__EXCERPT PROVIDED__:
She did the research, wrote, and published The Costa Rica Traveler (new 4th edition, 1997) and the Vancouver Island Traveler. She has edited and published The Panama Traveler by David Dudenhoefer. She is married to Henry Jori, a retired forestry pilot. In 1990 she retired to full-time travel writing and publishing, and now lives on the family farm among the California redwoods.

So what was it about working on the ferry that made you want to leave behind your career as a city planner?

Well, working on the ferry was fun. It was tough, but it was fun. I really enjoyed doing the nature program for the Forest Service and I realized that the Ferry service needed to provide more information about the system and how to make the most of it. So many riders were just getting on at one end and going through to the other end and missing so many of the things they would have enjoyed if they’d stopped over. So, at the end of the second summer, I told the director of the ferry system that he and the division of tourisim ought to put out a little manual on how to make the most of the system. But the two agencies weren’t really talking to each other much in those days. That’s why I went home and wrote it. The first publisher who attempted to publish it went broke and so I got my manuscript back from the impound warehouse. The second publisher didn’t know how to market it, so I took up marketing it myself and that’s how Windham Bay Press started.

How many people use the Alaska marine highway?

__INFORMATION PROVIDED__:
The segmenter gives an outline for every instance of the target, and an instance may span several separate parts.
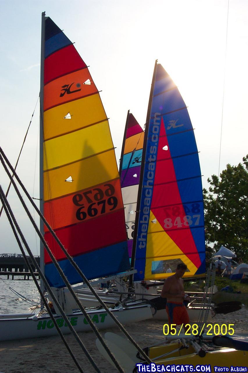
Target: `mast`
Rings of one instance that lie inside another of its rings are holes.
[[[149,124],[150,122],[150,118],[151,116],[151,109],[152,108],[152,97],[153,93],[153,90],[154,88],[154,83],[155,82],[155,77],[156,75],[157,70],[157,66],[158,64],[158,60],[156,60],[155,62],[154,66],[154,70],[153,70],[153,75],[152,77],[152,85],[151,86],[151,90],[150,93],[150,97],[149,97],[149,101],[148,102],[148,107],[147,108],[147,115],[146,116],[146,128],[145,129],[144,137],[144,145],[143,147],[143,152],[142,153],[142,158],[141,161],[141,166],[140,167],[140,183],[139,185],[139,190],[138,191],[138,198],[137,199],[137,205],[135,216],[135,222],[134,223],[134,230],[133,235],[133,250],[132,250],[132,256],[131,260],[131,270],[134,269],[134,262],[135,260],[135,254],[136,253],[136,245],[137,241],[137,234],[138,233],[138,226],[139,225],[139,219],[140,216],[140,199],[141,197],[141,192],[142,189],[142,182],[143,181],[143,177],[144,176],[144,167],[145,161],[146,159],[146,144],[147,142],[147,138],[148,134],[148,129],[149,128]],[[129,277],[129,282],[128,284],[128,288],[130,289],[133,286],[133,275],[131,275]]]
[[[124,153],[124,148],[125,147],[125,143],[126,141],[126,136],[127,135],[127,125],[128,123],[128,119],[129,119],[129,112],[130,110],[128,110],[127,112],[127,120],[126,120],[126,125],[125,127],[125,130],[124,131],[124,136],[123,136],[123,141],[122,142],[122,147],[121,148],[121,159],[120,161],[120,166],[119,167],[119,174],[120,175],[120,178],[121,176],[120,173],[121,172],[121,170],[122,169],[122,163],[123,161],[123,154]]]
[[[39,115],[39,210],[42,215],[44,214],[43,198],[43,98],[44,90],[44,58],[45,51],[45,12],[41,15],[41,81],[39,96],[40,115]],[[44,224],[40,219],[40,231],[42,236],[44,235]],[[40,241],[40,267],[42,273],[44,272],[44,247]],[[42,292],[44,290],[44,284],[41,279],[41,288]]]

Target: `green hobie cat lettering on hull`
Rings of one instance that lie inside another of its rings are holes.
[[[69,318],[69,319],[73,326],[74,326],[77,325],[77,316],[76,317],[71,317],[70,319],[70,318]],[[57,319],[56,322],[59,327],[61,327],[63,326],[68,326],[67,323],[65,322],[63,319]],[[48,329],[51,329],[52,328],[54,327],[54,324],[51,320],[48,320],[47,322],[46,320],[43,320],[43,321],[40,320],[37,325],[37,330],[40,330],[41,329],[45,329],[46,328],[48,328]]]
[[[100,318],[100,323],[104,322],[104,320],[105,320],[105,318],[106,316],[107,316],[106,313],[102,313],[100,314],[99,315],[99,317]],[[92,320],[92,321],[93,322],[93,323],[95,323],[96,324],[97,324],[99,322],[99,317],[98,317],[98,315],[96,314],[96,315],[94,315],[93,317],[92,318],[90,317],[90,318],[91,319],[91,320]],[[89,323],[87,321],[85,317],[83,319],[83,323],[86,324]]]

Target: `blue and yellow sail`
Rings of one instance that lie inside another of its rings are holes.
[[[178,90],[155,64],[139,193],[134,279],[166,278],[183,262],[205,272],[201,171],[194,131]]]

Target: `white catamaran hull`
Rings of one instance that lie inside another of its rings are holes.
[[[111,310],[114,315],[123,324],[136,322],[152,317],[149,305],[133,305],[126,308],[122,307]],[[104,309],[89,310],[88,311],[98,328],[112,327],[116,324]],[[56,322],[63,334],[71,332],[61,316],[55,316]],[[71,323],[78,332],[88,332],[91,327],[82,312],[74,312],[68,315]],[[27,338],[48,337],[57,334],[56,328],[49,316],[41,315],[29,318],[0,319],[0,341],[20,339]]]

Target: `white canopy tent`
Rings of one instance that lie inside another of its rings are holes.
[[[241,279],[244,272],[245,273],[248,273],[248,264],[246,264],[245,263],[241,263],[241,264],[239,264],[234,270],[230,278],[232,280]]]
[[[223,256],[228,257],[229,257],[231,258],[236,258],[236,254],[235,253],[233,253],[232,251],[231,250],[229,250],[229,249],[228,249],[226,247],[225,247],[225,246],[221,246],[220,248],[216,253],[214,254],[214,256]]]

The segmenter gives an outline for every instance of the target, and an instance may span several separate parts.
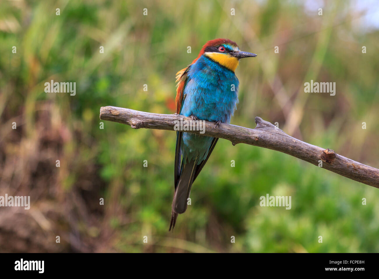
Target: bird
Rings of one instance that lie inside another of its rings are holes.
[[[176,113],[193,120],[214,122],[215,129],[221,123],[230,123],[238,102],[239,82],[235,71],[240,59],[257,56],[240,51],[235,43],[228,39],[207,42],[192,63],[177,73]],[[175,191],[169,231],[173,230],[178,214],[187,209],[192,184],[218,139],[177,132]]]

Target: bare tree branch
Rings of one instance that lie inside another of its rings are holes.
[[[146,128],[174,131],[175,120],[190,121],[190,117],[179,114],[160,114],[134,110],[116,107],[100,109],[100,119],[130,125],[132,128]],[[215,123],[205,121],[202,134],[225,139],[233,145],[243,143],[280,151],[356,181],[379,188],[379,169],[356,162],[325,149],[292,137],[269,122],[255,117],[257,126],[249,129],[234,125],[221,123],[215,128]],[[200,134],[199,131],[186,131]]]

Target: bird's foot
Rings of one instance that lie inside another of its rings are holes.
[[[190,117],[191,117],[191,119],[192,119],[192,120],[194,120],[195,121],[196,121],[198,119],[197,117],[196,117],[196,116],[195,116],[193,114],[190,115]]]
[[[215,128],[213,128],[213,129],[216,129],[216,128],[217,127],[217,126],[219,127],[220,124],[221,123],[221,121],[220,121],[220,120],[219,120],[218,121],[216,121],[215,122]]]

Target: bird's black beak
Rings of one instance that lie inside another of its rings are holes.
[[[257,55],[255,53],[245,52],[244,51],[238,51],[237,52],[230,52],[230,55],[239,59],[245,57],[256,57]]]

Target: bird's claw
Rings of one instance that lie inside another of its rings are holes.
[[[220,124],[221,123],[221,121],[220,121],[220,120],[219,120],[218,121],[216,121],[215,122],[215,128],[213,128],[213,129],[216,129],[216,128],[217,127],[217,126],[219,127]]]
[[[190,115],[190,117],[191,117],[191,119],[192,119],[192,120],[194,120],[195,121],[196,121],[198,119],[197,117],[196,117],[193,114],[191,115]]]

__TASKS TO PERFORM__:
(a) Answer these questions using the interview excerpt:
(i) Who is she married to?
(ii) What happened to the first publisher that attempted to publish the manuscript?
(iii) In what year did she retire to full-time travel writing and publishing?
(b) Retype the passage of the interview excerpt between "She did the" and "a city planner?", inclusive.

__OUTPUTS IN ORDER__:
(a)
(i) Henry Jori, a retired forestry pilot.
(ii) It went broke.
(iii) 1990.

(b)
She did the research, wrote, and published The Costa Rica Traveler (new 4th edition, 1997) and the Vancouver Island Traveler. She has edited and published The Panama Traveler by David Dudenhoefer. She is married to Henry Jori, a retired forestry pilot. In 1990 she retired to full-time travel writing and publishing, and now lives on the family farm among the California redwoods.

So what was it about working on the ferry that made you want to leave behind your career as a city planner?